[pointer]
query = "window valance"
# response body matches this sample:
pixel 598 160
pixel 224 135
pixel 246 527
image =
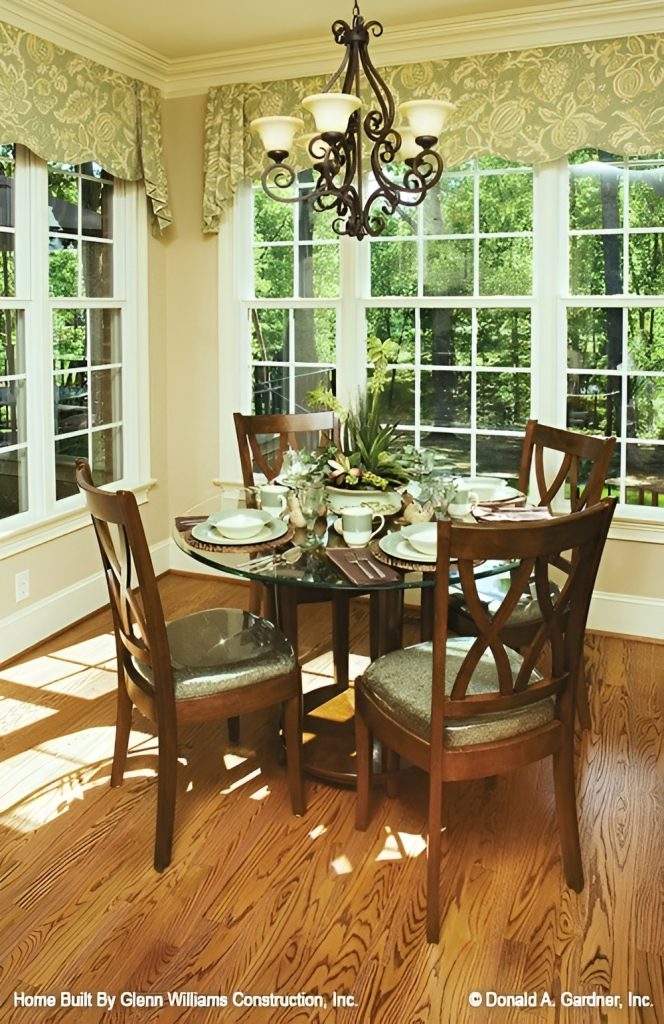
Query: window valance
pixel 530 105
pixel 71 110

Work item>
Reproduce every entry word for word, but omit the pictures.

Solution for this exercise>
[pointer]
query = "window valance"
# response body matches this sample:
pixel 598 160
pixel 224 135
pixel 246 527
image =
Query: window valance
pixel 530 105
pixel 71 110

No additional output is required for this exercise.